DATA EXCERPTS:
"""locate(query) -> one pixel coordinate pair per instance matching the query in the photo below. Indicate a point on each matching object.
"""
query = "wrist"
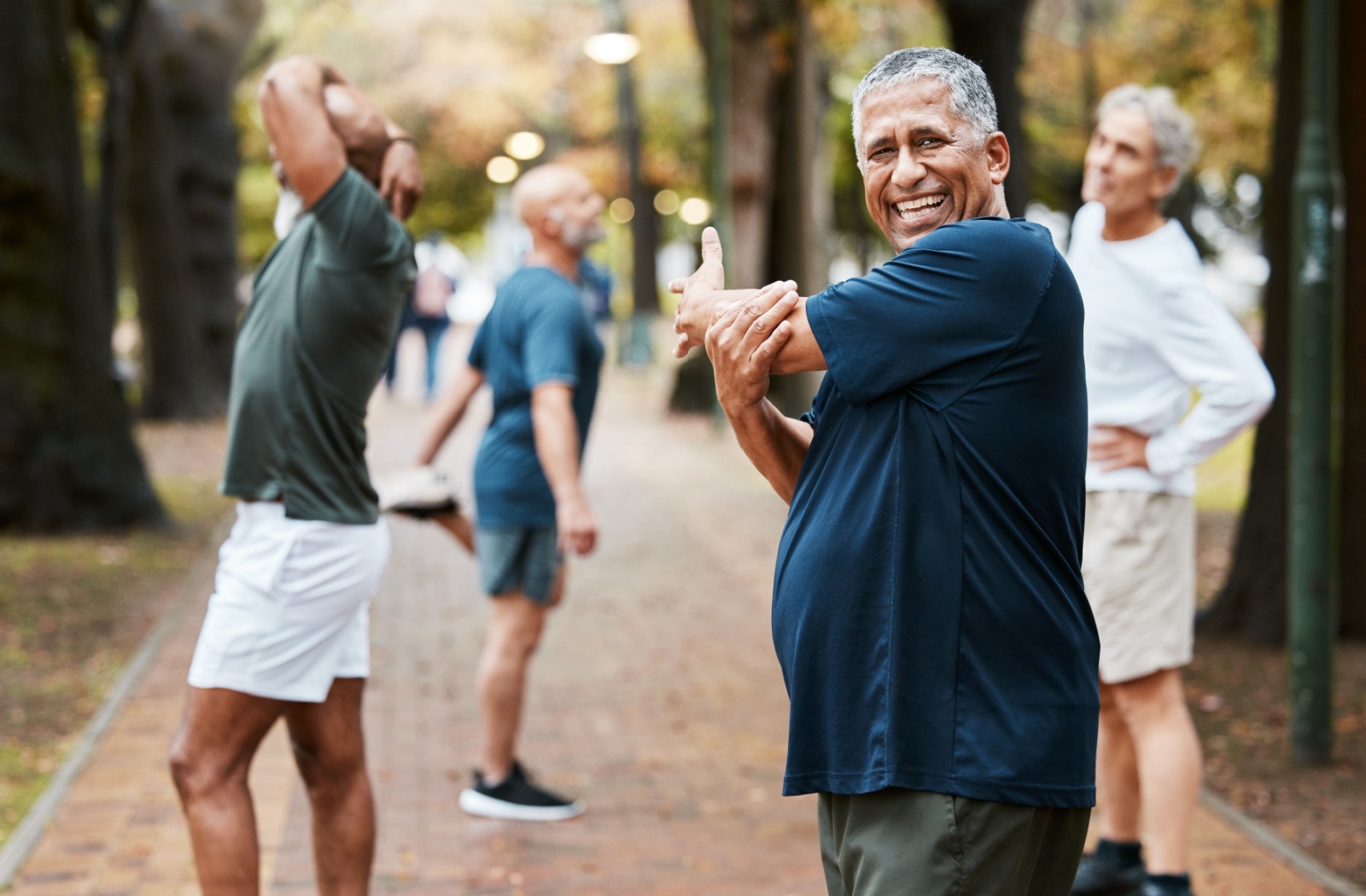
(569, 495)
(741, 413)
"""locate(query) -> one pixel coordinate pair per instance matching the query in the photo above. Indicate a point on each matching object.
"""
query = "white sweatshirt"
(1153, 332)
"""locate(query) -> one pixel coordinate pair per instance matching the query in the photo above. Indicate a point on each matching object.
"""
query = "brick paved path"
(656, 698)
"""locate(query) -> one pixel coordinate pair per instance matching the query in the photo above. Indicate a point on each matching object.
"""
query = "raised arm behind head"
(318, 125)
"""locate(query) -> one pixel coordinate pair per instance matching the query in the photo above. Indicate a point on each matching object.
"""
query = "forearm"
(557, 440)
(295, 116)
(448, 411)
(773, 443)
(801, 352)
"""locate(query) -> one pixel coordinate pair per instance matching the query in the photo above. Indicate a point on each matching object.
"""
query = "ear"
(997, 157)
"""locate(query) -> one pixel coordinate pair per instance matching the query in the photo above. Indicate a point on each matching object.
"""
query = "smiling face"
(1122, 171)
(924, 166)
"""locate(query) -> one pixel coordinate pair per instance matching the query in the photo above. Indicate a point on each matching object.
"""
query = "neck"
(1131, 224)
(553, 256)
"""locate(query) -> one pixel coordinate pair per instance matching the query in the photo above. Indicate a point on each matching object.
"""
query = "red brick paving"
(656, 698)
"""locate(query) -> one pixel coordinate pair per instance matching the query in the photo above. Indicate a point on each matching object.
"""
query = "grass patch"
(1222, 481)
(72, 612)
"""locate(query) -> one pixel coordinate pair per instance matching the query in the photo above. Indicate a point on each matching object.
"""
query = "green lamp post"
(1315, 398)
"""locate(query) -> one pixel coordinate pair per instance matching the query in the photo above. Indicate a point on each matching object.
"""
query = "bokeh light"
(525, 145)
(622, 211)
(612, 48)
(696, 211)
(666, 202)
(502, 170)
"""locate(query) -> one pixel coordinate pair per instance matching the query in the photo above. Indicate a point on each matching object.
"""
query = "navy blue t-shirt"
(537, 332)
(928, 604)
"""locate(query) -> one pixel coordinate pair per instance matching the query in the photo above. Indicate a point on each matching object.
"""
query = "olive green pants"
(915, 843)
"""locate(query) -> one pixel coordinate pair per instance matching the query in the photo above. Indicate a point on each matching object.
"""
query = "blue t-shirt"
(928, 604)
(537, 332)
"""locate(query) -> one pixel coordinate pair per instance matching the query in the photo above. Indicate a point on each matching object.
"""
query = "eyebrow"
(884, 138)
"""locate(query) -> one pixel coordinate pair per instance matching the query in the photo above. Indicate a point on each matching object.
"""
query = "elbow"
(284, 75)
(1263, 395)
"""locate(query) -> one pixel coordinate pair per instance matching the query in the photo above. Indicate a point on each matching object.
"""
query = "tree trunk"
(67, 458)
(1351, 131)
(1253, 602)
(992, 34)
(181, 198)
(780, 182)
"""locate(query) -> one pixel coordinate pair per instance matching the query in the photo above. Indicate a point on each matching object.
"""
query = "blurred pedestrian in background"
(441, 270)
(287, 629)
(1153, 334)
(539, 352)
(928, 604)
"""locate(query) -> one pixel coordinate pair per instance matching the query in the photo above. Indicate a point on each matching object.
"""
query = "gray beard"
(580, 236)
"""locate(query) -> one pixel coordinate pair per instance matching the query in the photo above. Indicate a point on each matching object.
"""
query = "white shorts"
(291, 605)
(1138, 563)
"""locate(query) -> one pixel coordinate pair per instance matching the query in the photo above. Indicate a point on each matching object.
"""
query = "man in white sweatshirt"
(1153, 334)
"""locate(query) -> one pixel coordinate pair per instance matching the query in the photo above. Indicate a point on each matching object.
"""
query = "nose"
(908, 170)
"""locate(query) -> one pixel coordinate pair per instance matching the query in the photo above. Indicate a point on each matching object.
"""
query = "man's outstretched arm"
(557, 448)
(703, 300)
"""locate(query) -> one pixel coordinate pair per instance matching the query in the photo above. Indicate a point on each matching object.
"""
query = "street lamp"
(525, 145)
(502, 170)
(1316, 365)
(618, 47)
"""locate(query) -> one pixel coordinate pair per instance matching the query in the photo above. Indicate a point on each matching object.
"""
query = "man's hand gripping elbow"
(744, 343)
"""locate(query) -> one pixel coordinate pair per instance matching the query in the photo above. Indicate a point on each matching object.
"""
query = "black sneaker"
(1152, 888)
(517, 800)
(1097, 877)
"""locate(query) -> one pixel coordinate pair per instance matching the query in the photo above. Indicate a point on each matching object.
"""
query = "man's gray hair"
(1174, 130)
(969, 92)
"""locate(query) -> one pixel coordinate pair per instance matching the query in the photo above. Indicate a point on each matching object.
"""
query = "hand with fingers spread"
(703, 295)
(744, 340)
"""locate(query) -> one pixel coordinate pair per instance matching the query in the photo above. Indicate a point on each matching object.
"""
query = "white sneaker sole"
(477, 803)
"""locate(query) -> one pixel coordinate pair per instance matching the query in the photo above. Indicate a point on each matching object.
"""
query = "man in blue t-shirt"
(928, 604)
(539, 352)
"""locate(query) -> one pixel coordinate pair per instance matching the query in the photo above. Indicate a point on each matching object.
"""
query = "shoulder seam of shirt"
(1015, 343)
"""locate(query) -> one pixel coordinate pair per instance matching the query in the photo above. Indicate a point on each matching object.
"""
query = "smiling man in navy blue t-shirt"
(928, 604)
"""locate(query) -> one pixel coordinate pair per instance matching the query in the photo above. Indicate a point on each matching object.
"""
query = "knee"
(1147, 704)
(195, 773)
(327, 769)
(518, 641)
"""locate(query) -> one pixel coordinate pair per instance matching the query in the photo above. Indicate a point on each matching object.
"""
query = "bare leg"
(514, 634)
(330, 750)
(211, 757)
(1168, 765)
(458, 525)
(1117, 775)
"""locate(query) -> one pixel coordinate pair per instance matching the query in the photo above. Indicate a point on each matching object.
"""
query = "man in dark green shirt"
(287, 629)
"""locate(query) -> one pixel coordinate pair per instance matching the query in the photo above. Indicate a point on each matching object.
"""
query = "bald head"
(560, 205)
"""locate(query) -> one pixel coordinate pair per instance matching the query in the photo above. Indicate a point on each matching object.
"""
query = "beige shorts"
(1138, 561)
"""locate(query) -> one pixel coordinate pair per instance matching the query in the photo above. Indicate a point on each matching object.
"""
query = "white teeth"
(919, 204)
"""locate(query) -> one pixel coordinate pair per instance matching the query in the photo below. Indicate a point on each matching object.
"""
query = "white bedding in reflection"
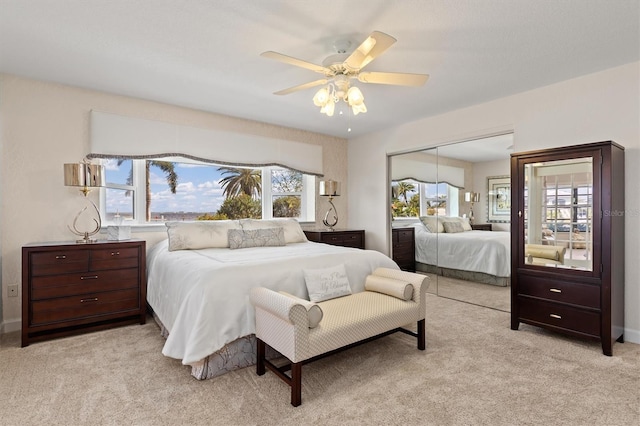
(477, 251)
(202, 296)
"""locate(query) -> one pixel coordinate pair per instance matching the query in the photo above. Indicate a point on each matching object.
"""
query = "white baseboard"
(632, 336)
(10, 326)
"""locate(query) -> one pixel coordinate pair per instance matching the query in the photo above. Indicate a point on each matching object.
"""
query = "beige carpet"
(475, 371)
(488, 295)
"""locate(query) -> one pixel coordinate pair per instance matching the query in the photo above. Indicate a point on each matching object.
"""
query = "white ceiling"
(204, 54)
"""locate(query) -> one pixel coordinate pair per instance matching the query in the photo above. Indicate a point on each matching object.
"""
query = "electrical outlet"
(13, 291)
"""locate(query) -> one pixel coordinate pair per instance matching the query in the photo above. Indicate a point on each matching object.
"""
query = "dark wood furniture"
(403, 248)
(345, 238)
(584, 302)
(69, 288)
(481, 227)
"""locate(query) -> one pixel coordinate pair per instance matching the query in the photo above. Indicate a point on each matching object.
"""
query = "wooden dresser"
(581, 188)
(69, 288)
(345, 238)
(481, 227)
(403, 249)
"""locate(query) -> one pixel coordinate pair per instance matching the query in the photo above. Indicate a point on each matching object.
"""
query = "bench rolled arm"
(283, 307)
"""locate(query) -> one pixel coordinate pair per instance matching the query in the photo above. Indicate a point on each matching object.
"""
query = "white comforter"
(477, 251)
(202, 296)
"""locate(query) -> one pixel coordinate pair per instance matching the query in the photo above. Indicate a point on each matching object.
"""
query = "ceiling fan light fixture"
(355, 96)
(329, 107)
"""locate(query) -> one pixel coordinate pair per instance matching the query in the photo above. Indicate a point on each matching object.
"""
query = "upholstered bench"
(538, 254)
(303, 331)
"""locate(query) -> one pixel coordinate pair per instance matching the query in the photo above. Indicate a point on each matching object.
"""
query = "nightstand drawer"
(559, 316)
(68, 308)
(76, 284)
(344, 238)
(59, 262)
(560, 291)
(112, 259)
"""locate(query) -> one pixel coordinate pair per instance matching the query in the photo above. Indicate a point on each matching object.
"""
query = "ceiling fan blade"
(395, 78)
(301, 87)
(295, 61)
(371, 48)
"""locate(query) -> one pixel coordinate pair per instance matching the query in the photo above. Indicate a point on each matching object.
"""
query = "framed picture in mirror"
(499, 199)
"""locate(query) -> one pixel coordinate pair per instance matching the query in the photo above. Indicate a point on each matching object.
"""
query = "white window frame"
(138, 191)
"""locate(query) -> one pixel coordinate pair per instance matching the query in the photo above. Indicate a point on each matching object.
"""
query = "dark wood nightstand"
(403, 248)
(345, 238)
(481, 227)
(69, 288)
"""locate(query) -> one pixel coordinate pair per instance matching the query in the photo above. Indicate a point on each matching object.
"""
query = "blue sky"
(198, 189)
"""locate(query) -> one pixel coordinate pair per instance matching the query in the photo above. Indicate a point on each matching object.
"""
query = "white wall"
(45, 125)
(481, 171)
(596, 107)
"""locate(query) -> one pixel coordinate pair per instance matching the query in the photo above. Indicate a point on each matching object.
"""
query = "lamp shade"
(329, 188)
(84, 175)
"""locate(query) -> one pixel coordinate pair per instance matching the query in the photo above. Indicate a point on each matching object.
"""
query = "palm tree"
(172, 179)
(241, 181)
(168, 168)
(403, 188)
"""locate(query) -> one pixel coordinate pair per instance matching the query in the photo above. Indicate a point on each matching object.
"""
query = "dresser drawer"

EXERCISE AIM:
Count the lines in the listing above that contain the string "sweatshirt", matching case exactly, and give only the number.

WRITTEN SOLUTION:
2